**Description of the task**
Across the records, find how many lines include the string "black" and answer with only the figure.

**Records supplied**

'''

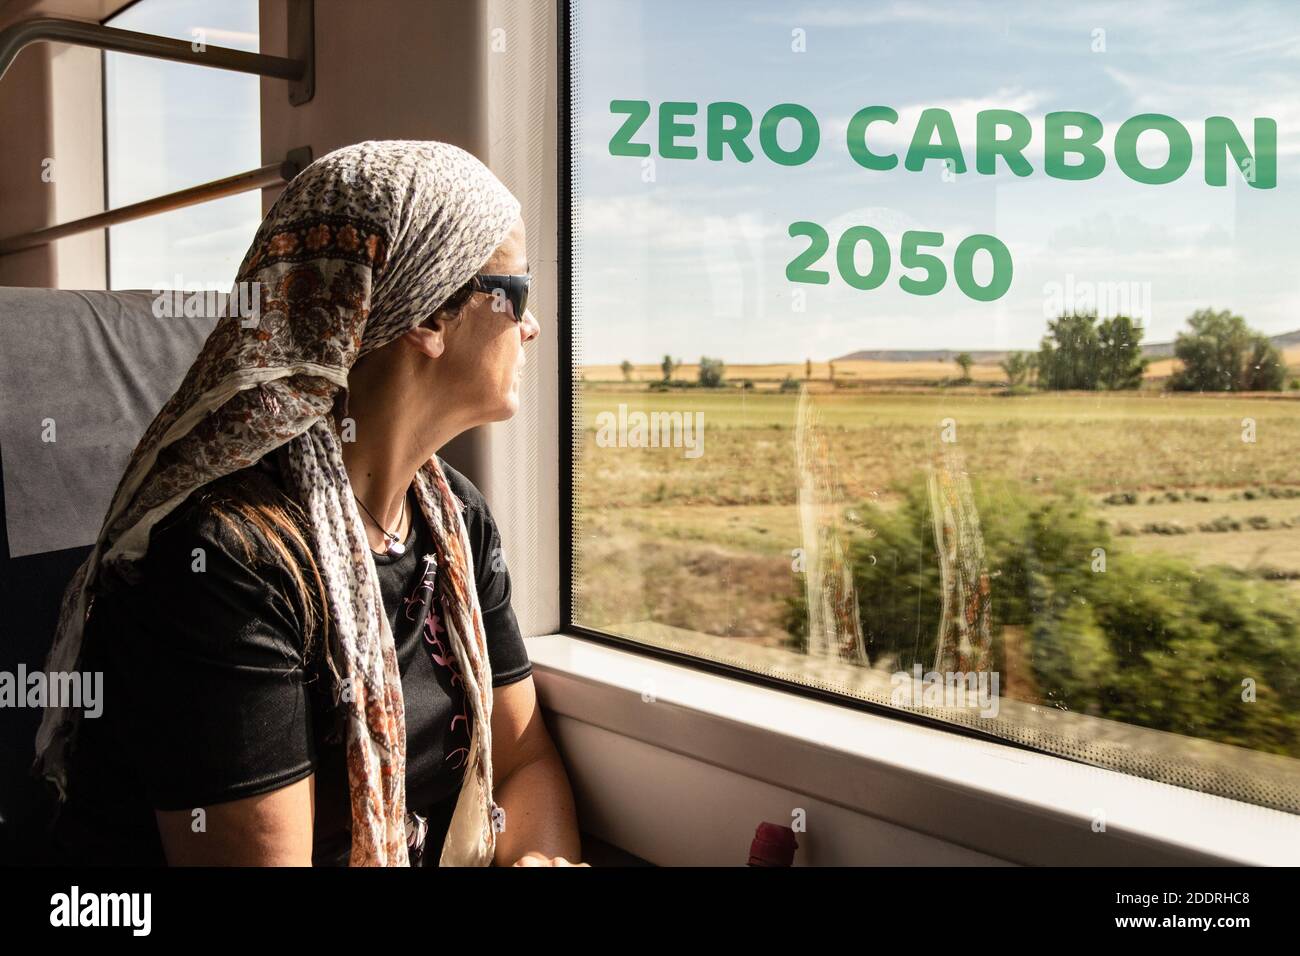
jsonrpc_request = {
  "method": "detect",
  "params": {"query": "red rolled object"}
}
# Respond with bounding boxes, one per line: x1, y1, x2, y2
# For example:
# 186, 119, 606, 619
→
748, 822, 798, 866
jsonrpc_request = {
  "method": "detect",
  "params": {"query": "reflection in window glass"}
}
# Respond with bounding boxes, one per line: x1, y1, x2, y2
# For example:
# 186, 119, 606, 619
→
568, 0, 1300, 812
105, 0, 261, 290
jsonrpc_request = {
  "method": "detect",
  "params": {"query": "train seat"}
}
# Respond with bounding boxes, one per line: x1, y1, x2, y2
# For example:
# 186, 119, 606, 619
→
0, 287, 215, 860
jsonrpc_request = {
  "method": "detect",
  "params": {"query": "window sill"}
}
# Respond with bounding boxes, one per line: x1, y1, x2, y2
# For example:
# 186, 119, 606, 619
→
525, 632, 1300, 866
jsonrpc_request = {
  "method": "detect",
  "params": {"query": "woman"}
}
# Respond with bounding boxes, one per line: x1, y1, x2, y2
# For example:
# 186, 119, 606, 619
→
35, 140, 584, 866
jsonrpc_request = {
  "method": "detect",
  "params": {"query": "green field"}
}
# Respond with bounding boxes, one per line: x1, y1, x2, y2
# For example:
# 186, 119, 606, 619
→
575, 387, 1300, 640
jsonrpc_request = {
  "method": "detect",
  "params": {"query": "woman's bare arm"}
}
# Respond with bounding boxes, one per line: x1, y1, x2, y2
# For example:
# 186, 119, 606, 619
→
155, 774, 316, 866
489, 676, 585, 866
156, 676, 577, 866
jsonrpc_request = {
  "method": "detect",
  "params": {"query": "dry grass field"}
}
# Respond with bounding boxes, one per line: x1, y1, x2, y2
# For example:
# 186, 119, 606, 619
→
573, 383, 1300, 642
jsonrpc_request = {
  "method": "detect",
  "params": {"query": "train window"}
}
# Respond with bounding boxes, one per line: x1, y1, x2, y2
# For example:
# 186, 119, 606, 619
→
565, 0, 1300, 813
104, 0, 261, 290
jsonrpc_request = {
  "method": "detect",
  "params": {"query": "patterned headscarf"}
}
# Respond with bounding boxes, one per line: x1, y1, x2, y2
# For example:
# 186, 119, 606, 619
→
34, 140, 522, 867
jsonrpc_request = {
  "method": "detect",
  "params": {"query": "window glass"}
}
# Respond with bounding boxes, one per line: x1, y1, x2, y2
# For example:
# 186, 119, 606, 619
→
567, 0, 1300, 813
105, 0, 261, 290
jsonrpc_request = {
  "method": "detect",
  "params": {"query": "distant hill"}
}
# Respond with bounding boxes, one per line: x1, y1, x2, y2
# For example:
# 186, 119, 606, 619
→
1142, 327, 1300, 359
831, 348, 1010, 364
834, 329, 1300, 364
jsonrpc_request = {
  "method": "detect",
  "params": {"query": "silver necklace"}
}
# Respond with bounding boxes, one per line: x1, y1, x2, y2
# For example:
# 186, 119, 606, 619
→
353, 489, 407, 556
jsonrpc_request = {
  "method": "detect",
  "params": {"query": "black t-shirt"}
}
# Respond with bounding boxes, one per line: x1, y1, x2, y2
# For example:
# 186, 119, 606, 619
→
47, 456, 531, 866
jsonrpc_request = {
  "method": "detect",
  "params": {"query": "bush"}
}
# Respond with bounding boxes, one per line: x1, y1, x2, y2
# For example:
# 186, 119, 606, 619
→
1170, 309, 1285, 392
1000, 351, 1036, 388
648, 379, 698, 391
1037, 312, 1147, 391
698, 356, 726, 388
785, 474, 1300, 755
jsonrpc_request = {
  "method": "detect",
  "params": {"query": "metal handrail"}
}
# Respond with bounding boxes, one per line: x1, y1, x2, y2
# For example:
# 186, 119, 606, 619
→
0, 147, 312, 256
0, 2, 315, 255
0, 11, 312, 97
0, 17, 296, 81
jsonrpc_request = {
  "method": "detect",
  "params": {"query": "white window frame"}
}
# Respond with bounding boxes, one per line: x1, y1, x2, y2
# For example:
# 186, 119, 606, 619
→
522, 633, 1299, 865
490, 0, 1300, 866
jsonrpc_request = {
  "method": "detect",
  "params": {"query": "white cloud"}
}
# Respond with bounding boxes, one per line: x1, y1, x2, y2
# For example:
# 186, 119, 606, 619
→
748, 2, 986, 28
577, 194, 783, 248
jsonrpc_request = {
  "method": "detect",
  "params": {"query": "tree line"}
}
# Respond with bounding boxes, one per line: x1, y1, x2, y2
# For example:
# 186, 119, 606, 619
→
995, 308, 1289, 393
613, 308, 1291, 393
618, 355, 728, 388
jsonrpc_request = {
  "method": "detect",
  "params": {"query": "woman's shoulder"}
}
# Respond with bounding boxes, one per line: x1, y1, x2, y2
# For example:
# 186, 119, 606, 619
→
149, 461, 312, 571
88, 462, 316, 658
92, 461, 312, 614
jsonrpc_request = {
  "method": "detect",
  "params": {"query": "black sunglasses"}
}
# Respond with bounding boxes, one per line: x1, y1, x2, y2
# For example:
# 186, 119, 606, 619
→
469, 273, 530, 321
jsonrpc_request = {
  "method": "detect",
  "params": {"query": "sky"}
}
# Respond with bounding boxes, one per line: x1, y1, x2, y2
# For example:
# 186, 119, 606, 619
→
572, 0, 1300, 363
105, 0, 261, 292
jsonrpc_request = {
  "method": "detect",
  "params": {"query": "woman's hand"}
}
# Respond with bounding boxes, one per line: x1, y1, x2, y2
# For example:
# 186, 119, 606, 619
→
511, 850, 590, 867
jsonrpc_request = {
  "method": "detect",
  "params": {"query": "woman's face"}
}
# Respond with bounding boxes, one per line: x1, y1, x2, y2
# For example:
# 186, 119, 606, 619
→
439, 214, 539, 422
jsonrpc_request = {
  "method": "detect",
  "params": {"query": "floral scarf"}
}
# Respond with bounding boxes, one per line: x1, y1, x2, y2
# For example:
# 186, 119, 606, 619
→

'''

**Written response**
2